TASKS TO COMPLETE:
A - In the devotional about Mary Ann Franco's restored sight, how many years after the car wreck did she injure her back in a fall?
B - Please continue the devotional about Mary Ann Franco's restored sight, picking up after its final sentence.

DOCUMENT TEXT:
※

A brutal car wreck devastated Mary Ann Franco. Though she survived, the injuries left her completely blind. “All I could see was blackness,” Franco explained. Twenty-one years later, she injured her back in a fall. After waking from surgery (which had nothing to do with her eyes), miraculously, her sight had returned! For the first time in more than two decades, Franco saw her daughter’s face. The neurosurgeon insisted there was no scientific explanation for her restored vision. The darkness that seemed so final gave way to beauty and light.
The Scriptures, as well as our experience, tell us that a shroud of ignorance and evil covers the world, blinding all of us to God’s love (v. 7). Selfishness and greed, our self-sufficiency, our lust for power or image—all these compulsions obscure our vision, making us unable to clearly see the God who “in perfect faithfulness [has] done wonderful things” (v. 1).

※

RAW DATA:
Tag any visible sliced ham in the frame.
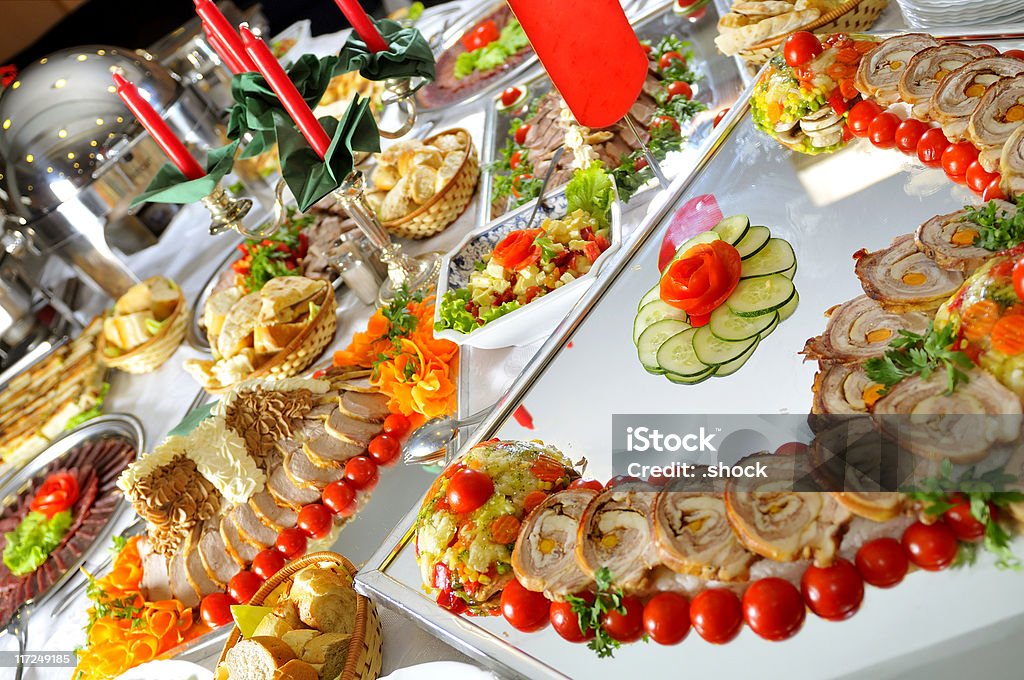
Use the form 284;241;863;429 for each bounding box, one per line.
854;33;939;107
577;485;660;593
512;488;597;600
899;43;998;121
803;295;931;364
854;233;964;312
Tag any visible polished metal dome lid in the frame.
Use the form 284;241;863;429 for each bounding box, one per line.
0;45;182;221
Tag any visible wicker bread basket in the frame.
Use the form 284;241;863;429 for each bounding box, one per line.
382;128;480;239
96;277;188;374
218;552;384;680
737;0;889;67
206;285;338;394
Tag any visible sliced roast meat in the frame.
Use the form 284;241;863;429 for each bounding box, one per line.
512;488;597;600
929;56;1024;141
803;295;931;364
899;43;998;121
854;233;964;312
854;33;939;107
914;201;1003;273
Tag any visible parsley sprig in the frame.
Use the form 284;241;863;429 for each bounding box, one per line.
864;324;973;394
907;459;1024;571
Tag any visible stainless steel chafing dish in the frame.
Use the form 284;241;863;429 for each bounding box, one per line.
0;45;219;297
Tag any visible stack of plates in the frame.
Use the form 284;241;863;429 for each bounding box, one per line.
897;0;1024;29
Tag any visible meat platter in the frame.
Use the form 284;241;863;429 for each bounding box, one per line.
357;29;1024;678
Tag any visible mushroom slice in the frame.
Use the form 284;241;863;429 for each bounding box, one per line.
803;295;931;364
854;233;964;312
929;56;1024;141
871;369;1022;465
899;43;998;121
854;33;939;107
575;484;660;592
512;488;597;600
725;452;850;566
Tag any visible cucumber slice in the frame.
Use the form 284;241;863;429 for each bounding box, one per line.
692;326;758;368
651;322;708;378
708;305;772;342
736;226;771;260
778;291;800;322
716;340;761;380
637;318;690;373
633;300;686;344
712;215;751;246
725;273;797;316
740;239;797;279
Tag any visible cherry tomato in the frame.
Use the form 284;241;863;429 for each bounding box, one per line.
447;468;495;513
965;161;998;195
657;52;686;71
942;497;983;543
643;593;690;644
669;80;693;99
321;479;356;517
942;141;978;181
273;526;308;559
854;539;909;588
569;478;604;492
252;548;285;581
846;99;882;137
601;595;643;642
502;579;550;633
227;571;263;604
783;31;824;69
382;413;412;439
515;123;530;144
296;503;334;539
345;456;380;491
367;434;401;465
549;593;594;642
896;118;928;154
867;111;901;148
690;588;743;644
902;522;959;571
800;559;864;621
743;577;807;642
199;593;234;628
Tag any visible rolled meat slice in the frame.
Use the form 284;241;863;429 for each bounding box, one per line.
575;485;660;593
853;33;939;107
651;484;757;581
914;201;1003;273
725;452;850;566
854;233;964;312
803;295;931;364
512;488;597;600
871;369;1022;465
929;56;1024;141
899;43;998;121
967;75;1024;172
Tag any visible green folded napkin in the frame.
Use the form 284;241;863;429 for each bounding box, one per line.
338;18;434;82
131;141;239;206
227;54;341;158
276;94;381;212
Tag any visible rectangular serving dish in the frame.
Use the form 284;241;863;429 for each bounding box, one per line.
356;29;1024;680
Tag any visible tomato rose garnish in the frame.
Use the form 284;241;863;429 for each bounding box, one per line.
30;472;79;519
660;241;740;315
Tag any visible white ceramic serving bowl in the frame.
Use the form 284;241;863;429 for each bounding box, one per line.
434;188;623;349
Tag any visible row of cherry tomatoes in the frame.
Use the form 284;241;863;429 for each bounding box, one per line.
200;414;410;628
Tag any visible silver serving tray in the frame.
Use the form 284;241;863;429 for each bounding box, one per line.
356;29;1024;680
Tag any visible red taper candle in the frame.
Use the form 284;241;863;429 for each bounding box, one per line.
194;0;256;71
239;26;331;159
114;73;206;179
334;0;388;52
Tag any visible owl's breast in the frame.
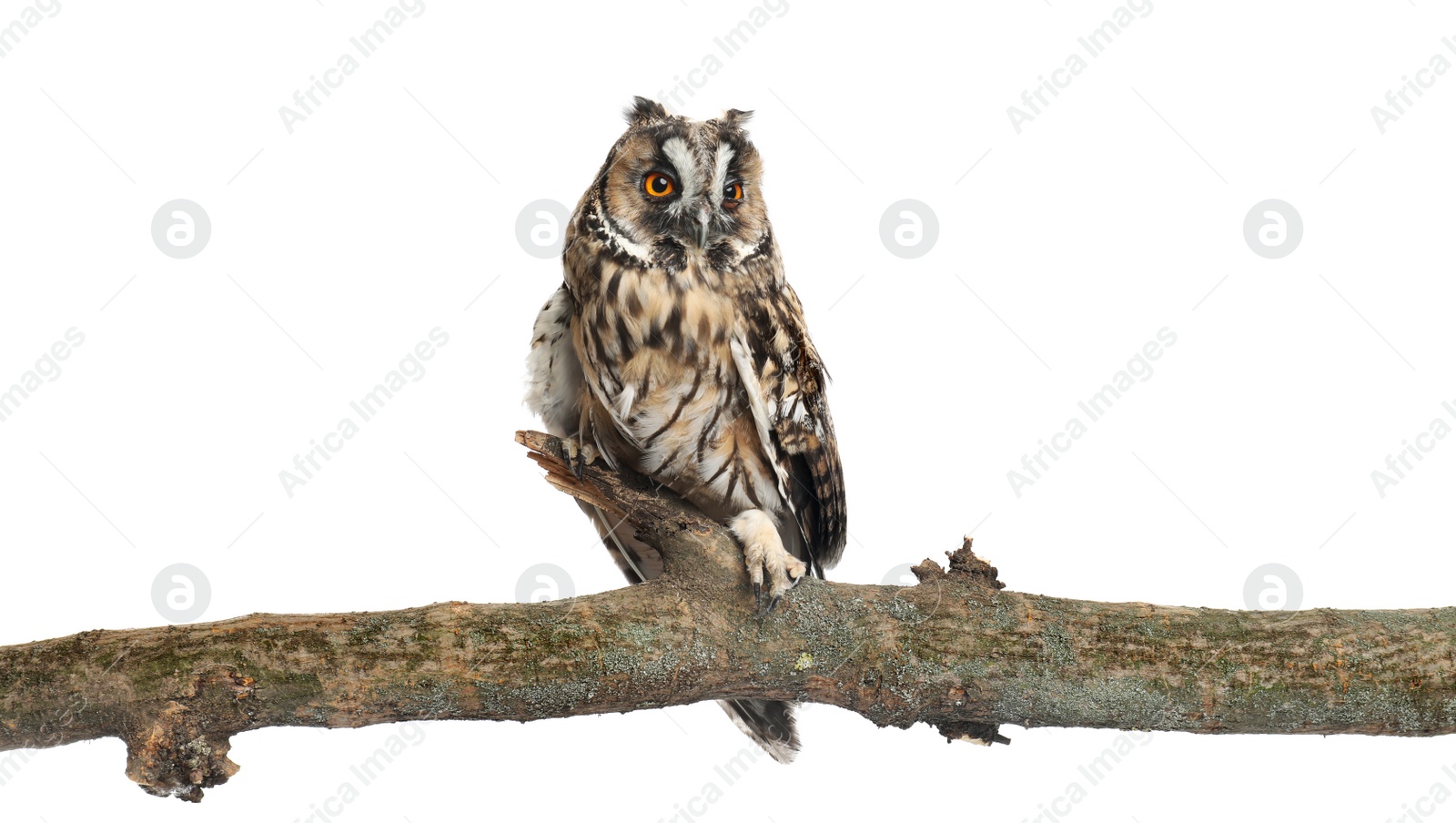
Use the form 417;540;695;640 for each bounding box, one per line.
575;259;774;514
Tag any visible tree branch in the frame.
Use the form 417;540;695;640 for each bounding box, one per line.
0;432;1456;801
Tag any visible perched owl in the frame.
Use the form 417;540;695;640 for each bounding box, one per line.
527;97;846;762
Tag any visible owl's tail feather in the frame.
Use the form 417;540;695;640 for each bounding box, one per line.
577;500;799;763
718;699;799;763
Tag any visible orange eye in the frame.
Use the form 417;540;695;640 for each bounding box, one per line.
723;184;743;209
642;172;677;197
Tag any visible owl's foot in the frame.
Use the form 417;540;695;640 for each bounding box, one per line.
728;508;808;617
561;437;597;481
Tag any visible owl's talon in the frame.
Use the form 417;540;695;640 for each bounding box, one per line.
561;437;597;481
730;508;808;617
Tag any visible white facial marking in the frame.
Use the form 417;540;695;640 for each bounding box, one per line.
712;143;733;192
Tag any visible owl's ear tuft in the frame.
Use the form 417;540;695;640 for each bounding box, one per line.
622;97;667;126
719;109;753;128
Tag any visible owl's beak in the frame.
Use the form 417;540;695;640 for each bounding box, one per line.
693;202;713;249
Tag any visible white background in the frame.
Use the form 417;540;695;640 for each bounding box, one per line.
0;0;1456;823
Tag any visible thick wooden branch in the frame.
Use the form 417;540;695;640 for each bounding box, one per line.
0;432;1456;801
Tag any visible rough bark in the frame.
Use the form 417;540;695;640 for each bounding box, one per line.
0;432;1456;801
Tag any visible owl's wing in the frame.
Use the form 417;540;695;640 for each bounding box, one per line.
740;282;849;577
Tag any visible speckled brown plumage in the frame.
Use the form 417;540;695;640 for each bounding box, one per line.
529;97;846;760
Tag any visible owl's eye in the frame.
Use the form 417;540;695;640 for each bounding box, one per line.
723;184;743;208
642;172;677;197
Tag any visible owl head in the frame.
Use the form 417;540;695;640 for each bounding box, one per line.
582;97;767;259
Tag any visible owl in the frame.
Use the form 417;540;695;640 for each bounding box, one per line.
527;97;846;762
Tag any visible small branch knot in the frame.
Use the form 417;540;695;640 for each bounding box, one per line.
910;537;1006;592
930;719;1010;746
126;666;253;803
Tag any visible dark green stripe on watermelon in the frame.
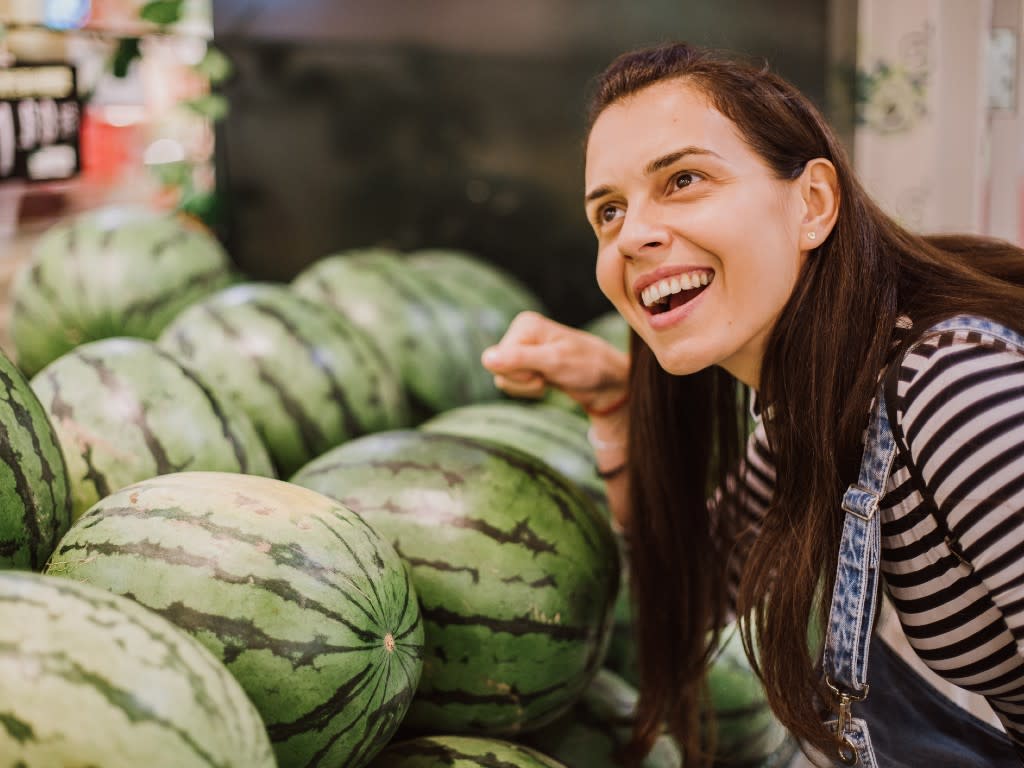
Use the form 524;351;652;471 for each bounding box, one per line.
160;284;408;474
50;472;423;768
32;338;273;518
292;431;618;733
371;736;563;768
420;400;607;513
522;670;683;768
10;209;233;375
0;354;72;570
0;573;273;768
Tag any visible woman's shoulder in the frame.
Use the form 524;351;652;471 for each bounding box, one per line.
896;315;1024;411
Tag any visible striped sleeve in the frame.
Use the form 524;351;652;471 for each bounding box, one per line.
884;332;1024;755
711;420;775;608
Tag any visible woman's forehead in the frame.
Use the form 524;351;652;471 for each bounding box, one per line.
586;79;751;181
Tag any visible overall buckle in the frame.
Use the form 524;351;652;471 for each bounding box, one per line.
825;675;870;765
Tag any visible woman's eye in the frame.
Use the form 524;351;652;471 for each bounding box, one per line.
597;206;622;224
672;171;700;189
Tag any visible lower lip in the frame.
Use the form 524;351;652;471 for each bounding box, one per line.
645;286;712;331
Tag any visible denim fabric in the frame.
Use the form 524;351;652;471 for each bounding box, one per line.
822;315;1024;768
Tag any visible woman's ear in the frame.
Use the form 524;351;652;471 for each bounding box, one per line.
800;158;840;251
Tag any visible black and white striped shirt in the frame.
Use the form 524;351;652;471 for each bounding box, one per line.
734;321;1024;756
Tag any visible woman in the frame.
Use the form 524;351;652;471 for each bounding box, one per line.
483;44;1024;768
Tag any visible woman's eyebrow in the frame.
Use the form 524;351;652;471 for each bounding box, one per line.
643;145;722;176
584;145;722;204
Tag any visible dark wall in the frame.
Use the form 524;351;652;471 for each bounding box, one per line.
214;0;827;324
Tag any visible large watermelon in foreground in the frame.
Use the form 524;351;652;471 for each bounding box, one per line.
371;736;563;768
159;283;408;477
32;339;273;518
0;572;274;768
10;208;234;376
47;472;423;768
292;431;618;735
522;670;683;768
0;353;72;570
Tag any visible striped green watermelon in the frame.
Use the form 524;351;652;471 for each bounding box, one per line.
522;670;683;768
410;248;545;317
292;249;509;423
371;736;564;768
0;353;72;570
48;472;423;768
708;625;797;768
159;283;409;476
292;248;409;376
292;430;618;735
0;572;274;768
420;400;636;684
408;249;544;410
420;400;607;518
10;208;232;376
32;338;273;519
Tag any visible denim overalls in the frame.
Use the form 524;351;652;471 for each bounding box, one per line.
822;316;1024;768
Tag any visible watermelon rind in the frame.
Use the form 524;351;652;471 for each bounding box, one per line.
158;283;409;477
0;571;275;768
31;338;274;519
10;207;236;376
522;669;683;768
292;430;618;735
371;735;566;768
420;400;608;518
0;353;72;570
47;472;423;768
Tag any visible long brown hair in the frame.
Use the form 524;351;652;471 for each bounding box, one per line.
590;43;1024;765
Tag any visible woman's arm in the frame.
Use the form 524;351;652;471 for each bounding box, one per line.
482;312;630;527
882;332;1024;755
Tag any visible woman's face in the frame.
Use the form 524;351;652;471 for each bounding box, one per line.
586;80;820;387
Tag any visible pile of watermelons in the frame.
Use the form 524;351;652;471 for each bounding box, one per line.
0;205;794;768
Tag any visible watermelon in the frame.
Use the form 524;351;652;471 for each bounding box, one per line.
420;400;608;518
522;670;683;768
292;430;618;735
409;249;544;410
10;208;233;376
291;248;409;372
159;283;408;477
47;472;423;768
32;338;273;519
708;624;797;768
0;346;72;570
292;249;497;423
0;571;274;768
371;736;564;768
410;248;545;325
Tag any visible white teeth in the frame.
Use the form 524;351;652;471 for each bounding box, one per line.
640;271;714;307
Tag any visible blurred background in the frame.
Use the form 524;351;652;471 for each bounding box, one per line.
0;0;1024;348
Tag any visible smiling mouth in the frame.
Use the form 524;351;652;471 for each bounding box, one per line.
640;270;715;314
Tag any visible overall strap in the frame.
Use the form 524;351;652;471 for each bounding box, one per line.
822;387;896;766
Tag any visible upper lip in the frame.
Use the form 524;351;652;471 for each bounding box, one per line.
633;264;714;300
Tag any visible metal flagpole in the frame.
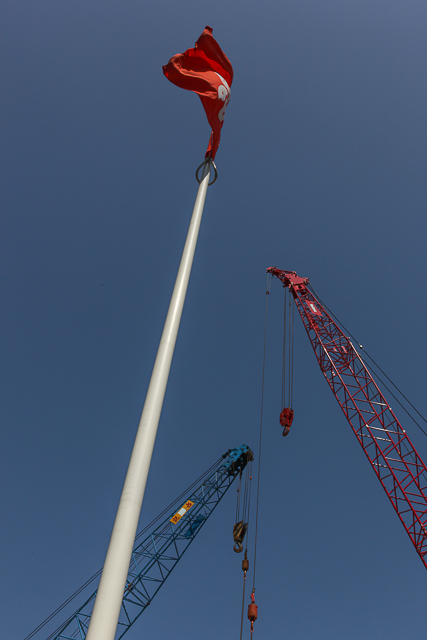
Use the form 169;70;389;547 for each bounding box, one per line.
86;159;216;640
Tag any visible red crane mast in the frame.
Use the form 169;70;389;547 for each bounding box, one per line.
267;267;427;568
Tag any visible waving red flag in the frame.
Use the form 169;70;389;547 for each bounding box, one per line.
163;27;233;159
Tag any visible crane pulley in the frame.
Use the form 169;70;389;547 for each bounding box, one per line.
267;267;427;568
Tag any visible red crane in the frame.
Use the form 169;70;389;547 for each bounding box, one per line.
267;267;427;568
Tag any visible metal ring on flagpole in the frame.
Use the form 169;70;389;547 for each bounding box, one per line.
196;158;218;186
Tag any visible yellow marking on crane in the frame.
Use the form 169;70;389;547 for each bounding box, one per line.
170;500;194;524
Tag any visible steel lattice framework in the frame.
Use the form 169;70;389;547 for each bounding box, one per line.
267;267;427;568
53;445;253;640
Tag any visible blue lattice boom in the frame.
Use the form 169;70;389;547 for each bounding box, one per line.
54;445;253;640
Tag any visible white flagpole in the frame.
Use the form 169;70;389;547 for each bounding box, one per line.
86;160;215;640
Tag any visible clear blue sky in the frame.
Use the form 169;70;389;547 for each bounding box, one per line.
0;0;427;640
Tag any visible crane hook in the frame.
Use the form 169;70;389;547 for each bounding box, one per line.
233;520;248;553
280;407;294;437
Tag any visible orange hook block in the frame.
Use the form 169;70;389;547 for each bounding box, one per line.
248;592;258;633
280;407;294;436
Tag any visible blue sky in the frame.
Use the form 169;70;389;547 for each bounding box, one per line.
0;0;427;640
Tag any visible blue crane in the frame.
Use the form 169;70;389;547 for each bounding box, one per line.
36;444;253;640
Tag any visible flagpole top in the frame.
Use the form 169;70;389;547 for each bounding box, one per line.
196;158;218;186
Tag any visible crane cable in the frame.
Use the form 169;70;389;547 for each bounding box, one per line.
252;275;272;593
308;284;427;436
281;289;295;408
24;458;221;640
240;460;252;640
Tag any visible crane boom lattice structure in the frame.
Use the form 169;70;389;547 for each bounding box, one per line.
267;267;427;568
50;445;253;640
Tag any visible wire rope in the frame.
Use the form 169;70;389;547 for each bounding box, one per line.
252;276;271;592
309;285;427;436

※

RESULTS IN ORDER:
A - Twenty-one years.

B -
One translation calls this blinding shroud a “cloud of gloom” (nlt). Left to ourselves, we experience only darkness, confusion, and despair. We often feel trapped—groping and stumbling, unable to see our way forward. Thankfully, Isaiah promises that God will ultimately “destroy the shroud that enfolds all peoples” (v. 7)
God will not leave us hopeless. His radiant love removes whatever blinds us, surprising us with a beautiful vision of a good life and abundant grace.